▸ **Material shown**:

■ ■ ■ ■ ■

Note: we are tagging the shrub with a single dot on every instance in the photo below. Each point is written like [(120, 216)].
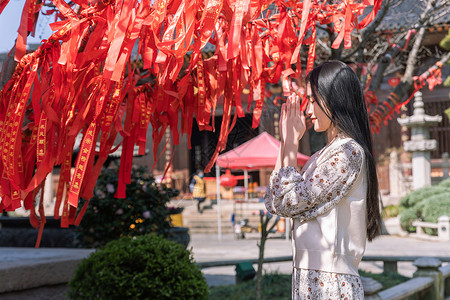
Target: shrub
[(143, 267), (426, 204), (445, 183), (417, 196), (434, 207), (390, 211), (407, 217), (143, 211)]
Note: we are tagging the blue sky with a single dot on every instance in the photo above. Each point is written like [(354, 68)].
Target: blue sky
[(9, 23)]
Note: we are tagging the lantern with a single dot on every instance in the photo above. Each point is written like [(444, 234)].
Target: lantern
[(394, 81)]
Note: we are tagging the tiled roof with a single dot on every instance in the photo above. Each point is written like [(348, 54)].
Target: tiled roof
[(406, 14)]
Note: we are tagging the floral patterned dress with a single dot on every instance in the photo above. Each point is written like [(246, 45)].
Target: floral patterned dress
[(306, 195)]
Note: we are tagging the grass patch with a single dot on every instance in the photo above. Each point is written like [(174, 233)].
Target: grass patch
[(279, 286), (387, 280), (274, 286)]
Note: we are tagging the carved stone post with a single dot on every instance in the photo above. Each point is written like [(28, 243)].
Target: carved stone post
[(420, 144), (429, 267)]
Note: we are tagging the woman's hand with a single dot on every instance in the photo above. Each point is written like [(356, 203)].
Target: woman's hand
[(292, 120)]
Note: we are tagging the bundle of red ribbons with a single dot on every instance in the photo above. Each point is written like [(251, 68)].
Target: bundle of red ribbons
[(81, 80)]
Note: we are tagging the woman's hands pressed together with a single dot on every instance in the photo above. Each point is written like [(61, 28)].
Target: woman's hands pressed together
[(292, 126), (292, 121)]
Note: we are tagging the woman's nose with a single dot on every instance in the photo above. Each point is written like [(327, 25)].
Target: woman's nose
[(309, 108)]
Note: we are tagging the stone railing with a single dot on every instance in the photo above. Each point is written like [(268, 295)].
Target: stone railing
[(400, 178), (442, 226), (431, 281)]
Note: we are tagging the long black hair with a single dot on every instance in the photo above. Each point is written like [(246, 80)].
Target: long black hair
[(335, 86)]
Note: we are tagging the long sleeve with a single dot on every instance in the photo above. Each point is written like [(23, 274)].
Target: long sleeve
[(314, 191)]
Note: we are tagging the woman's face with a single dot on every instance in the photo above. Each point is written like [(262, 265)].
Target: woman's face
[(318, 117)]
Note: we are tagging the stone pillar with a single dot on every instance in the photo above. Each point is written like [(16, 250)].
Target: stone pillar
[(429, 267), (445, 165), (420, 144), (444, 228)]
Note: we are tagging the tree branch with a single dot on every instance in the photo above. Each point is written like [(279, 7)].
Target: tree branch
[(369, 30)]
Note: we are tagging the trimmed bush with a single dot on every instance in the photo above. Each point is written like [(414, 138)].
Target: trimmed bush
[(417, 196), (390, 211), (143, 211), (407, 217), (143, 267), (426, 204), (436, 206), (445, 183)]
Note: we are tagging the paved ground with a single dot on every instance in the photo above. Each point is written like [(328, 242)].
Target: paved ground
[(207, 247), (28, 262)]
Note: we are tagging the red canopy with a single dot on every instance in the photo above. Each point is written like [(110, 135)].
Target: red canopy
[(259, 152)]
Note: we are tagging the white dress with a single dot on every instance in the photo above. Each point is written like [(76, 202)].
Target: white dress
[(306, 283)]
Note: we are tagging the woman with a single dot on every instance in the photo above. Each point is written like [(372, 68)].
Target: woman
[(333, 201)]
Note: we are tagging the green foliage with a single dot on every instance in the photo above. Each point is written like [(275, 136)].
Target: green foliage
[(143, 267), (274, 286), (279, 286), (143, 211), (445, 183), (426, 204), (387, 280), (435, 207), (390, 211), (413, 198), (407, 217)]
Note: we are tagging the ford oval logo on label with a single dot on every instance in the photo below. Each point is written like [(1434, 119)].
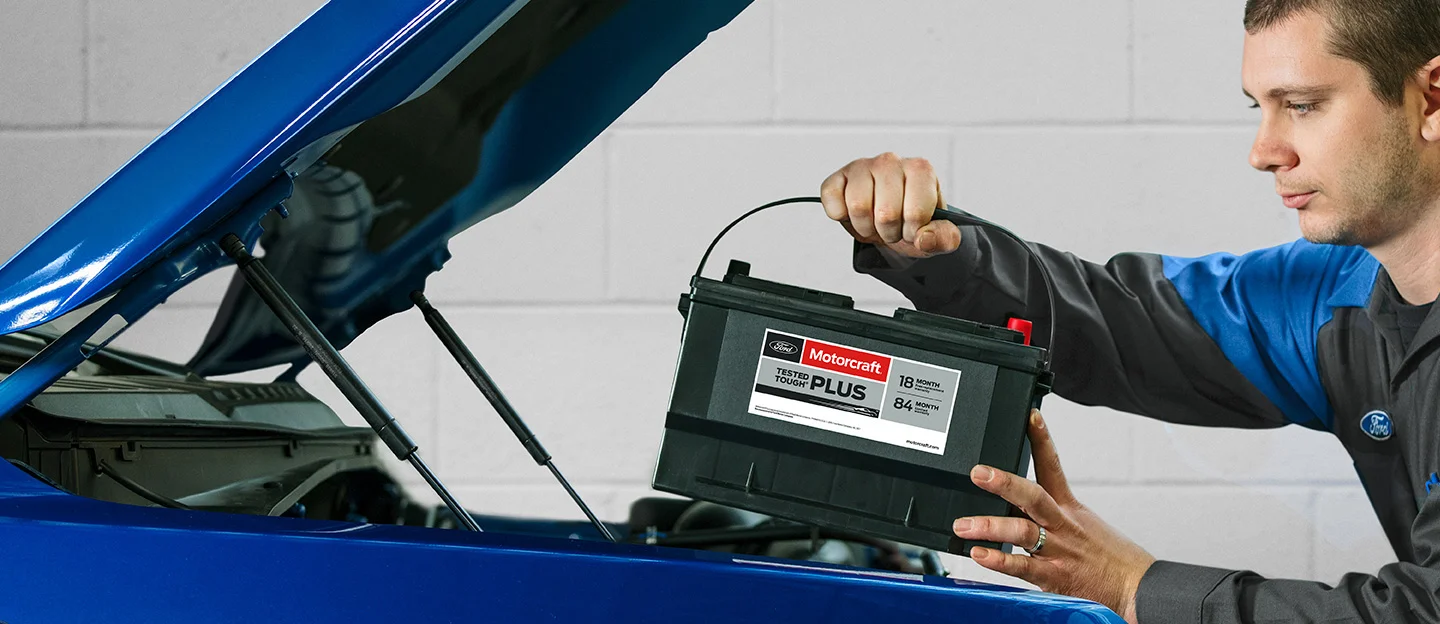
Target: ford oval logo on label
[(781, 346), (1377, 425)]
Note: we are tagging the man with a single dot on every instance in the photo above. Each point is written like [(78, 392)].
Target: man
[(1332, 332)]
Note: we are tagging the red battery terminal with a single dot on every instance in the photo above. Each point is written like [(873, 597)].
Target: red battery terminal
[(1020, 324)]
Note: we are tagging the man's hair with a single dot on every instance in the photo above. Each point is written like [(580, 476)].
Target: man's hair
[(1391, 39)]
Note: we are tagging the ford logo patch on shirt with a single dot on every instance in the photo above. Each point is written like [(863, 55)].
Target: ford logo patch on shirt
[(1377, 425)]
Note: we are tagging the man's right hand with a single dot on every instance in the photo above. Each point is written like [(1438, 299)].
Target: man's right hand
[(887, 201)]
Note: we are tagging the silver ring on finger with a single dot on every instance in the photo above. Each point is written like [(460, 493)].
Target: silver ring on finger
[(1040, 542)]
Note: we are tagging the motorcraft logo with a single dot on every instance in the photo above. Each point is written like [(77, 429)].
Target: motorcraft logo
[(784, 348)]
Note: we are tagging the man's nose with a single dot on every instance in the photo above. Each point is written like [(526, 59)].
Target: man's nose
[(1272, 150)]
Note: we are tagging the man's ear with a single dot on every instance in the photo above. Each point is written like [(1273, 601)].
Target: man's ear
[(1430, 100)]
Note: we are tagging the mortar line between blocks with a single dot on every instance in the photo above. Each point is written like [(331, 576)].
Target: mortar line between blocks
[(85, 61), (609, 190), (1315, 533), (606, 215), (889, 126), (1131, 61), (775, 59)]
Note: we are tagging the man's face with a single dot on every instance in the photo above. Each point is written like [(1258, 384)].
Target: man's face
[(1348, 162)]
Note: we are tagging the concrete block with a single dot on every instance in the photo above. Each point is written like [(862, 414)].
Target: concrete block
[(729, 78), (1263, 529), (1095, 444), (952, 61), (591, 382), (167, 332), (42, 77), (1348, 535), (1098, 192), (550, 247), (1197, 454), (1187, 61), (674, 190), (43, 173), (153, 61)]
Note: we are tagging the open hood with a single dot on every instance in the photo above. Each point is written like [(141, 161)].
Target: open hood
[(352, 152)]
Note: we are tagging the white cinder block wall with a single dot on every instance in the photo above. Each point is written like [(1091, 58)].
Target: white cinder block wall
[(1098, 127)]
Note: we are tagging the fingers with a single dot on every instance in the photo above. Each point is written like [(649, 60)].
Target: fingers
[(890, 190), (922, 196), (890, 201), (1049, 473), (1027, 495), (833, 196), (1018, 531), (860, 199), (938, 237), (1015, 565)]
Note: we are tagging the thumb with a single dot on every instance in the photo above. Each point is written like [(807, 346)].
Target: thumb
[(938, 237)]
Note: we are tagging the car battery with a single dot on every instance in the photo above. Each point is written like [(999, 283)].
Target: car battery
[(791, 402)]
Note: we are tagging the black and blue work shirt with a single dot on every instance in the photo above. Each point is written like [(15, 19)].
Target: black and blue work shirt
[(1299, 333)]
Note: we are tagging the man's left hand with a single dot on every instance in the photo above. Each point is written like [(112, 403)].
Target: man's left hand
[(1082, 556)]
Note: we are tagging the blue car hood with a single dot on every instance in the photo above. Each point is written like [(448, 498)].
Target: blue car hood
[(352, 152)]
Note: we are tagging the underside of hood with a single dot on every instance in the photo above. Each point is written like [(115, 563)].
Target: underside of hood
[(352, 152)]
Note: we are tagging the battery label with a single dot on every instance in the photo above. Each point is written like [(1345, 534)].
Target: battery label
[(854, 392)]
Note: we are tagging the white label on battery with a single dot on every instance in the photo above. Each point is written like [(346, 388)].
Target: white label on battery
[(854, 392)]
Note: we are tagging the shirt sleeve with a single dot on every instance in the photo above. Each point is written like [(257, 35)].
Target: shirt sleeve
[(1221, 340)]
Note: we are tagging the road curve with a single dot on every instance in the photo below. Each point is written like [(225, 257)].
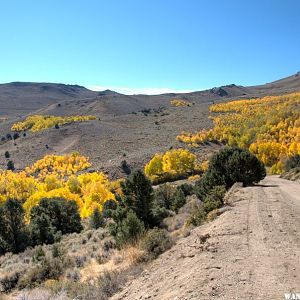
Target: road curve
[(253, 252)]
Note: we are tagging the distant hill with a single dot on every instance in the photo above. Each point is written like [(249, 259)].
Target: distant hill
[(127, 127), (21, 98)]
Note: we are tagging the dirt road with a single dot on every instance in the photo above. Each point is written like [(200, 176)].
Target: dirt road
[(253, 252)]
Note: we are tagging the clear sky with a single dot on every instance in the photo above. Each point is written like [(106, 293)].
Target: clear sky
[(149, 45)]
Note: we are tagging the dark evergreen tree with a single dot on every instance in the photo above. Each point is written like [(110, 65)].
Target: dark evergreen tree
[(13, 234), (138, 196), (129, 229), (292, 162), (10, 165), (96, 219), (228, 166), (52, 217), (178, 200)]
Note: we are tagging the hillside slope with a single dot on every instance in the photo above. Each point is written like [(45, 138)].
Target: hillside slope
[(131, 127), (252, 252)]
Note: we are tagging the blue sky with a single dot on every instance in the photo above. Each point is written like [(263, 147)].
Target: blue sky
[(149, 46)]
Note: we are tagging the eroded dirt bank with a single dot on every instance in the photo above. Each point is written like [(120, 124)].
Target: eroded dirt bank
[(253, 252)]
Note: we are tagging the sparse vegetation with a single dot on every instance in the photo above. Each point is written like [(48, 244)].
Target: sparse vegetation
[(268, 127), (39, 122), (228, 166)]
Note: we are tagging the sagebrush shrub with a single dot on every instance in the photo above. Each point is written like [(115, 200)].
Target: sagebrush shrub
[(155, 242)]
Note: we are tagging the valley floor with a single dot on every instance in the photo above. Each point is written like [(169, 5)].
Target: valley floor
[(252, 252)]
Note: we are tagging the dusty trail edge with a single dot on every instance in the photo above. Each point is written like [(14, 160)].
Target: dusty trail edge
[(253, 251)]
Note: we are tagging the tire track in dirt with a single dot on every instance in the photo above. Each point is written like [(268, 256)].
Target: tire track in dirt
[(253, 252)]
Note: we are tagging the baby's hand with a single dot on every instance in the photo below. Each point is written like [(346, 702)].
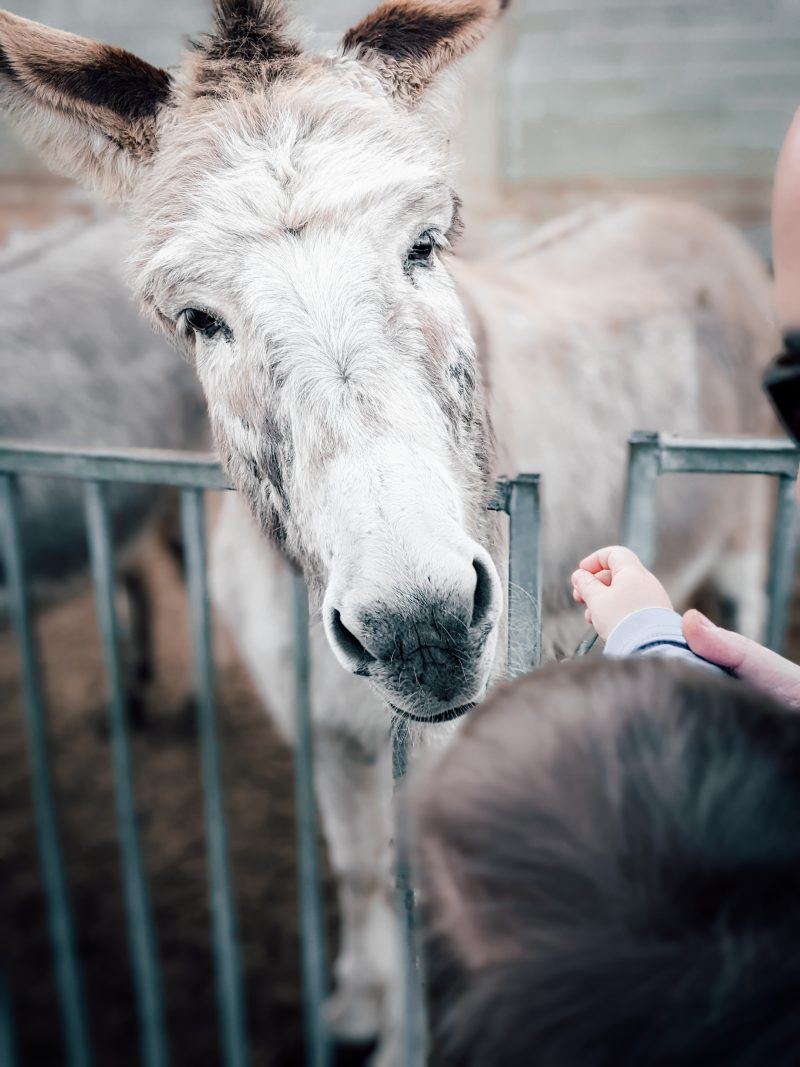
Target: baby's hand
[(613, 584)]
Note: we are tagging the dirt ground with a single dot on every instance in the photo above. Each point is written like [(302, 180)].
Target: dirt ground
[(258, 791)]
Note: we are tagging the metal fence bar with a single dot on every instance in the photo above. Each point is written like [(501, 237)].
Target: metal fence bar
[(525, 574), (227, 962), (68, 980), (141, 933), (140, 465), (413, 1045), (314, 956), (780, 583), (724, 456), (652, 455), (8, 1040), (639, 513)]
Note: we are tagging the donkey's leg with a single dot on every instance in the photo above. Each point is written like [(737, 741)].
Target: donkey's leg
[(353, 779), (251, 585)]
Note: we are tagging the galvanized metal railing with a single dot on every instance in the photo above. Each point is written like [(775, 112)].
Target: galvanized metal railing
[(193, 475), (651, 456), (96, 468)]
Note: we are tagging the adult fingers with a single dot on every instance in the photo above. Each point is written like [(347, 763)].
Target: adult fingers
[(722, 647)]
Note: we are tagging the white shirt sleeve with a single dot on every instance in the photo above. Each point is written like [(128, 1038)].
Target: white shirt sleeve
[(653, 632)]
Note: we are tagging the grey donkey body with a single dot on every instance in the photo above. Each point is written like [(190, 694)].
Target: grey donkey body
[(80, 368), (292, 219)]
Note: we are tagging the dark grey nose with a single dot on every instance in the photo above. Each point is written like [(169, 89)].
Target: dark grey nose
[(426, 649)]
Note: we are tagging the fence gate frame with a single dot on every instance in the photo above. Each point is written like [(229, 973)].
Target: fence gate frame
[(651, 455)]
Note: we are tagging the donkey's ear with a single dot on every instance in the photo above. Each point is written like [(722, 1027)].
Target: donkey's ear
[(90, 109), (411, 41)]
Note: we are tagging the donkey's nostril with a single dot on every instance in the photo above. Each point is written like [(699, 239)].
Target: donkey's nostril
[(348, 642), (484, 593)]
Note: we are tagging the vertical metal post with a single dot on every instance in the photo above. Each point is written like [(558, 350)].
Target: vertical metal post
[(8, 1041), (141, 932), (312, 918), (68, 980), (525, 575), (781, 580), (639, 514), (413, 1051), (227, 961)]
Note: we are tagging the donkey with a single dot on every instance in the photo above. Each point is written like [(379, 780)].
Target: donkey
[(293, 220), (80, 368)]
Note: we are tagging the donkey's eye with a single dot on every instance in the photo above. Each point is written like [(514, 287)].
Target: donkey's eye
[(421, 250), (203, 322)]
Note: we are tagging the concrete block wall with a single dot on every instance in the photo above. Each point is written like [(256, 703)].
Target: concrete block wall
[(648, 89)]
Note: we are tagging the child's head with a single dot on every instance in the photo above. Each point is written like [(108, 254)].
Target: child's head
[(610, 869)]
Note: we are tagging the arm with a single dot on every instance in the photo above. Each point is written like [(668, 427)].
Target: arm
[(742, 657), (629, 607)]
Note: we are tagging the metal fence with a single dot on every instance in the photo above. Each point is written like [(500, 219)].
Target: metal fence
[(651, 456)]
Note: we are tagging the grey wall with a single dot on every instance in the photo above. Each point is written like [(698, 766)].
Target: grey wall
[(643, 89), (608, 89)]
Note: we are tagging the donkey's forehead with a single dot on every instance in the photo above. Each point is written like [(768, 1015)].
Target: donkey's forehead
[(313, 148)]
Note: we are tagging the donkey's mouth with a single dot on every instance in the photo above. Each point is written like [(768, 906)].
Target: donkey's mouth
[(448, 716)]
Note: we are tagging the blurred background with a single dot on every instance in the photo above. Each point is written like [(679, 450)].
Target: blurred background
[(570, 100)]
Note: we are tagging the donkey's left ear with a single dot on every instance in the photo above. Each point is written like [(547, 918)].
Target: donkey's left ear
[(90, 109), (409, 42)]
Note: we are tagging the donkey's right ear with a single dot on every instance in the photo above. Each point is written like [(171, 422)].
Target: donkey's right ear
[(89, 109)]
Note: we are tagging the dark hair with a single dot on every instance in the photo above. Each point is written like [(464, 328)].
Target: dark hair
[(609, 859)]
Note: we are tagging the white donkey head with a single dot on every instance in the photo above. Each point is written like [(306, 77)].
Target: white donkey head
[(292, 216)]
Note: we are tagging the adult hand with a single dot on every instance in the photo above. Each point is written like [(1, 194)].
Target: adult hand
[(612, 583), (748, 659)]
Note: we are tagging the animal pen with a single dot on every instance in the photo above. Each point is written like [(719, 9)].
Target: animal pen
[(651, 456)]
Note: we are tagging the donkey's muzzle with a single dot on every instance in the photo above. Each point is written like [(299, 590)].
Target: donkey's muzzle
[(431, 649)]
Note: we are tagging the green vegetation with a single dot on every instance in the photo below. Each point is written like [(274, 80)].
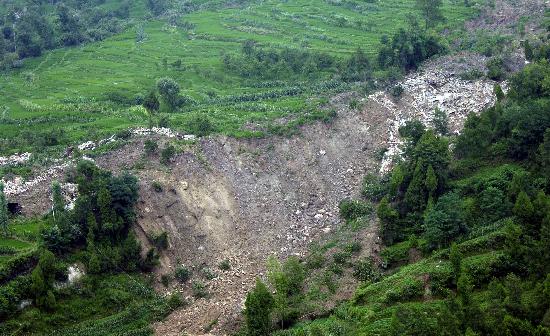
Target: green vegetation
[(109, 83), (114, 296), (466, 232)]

■ ■ ■ ■ ■

▸ **The request**: Please give the lines of the data from the one containing "Note: we are tagging the carved" through the one containing "[(292, 120)]", both included, as a numbered list with blank lines left out. List only those lines.

▸ **Output below**:
1. Note: we are tagging the carved stone post with a single dot on every instance in the photo above. Each point is written like [(28, 243)].
2. Target: carved stone post
3. [(420, 144), (429, 267)]
4. Note: we are tagging the woman's hand with a single dot on every instance in the photo above. Each point is written like [(356, 203)].
5. Target: woman's hand
6. [(292, 120)]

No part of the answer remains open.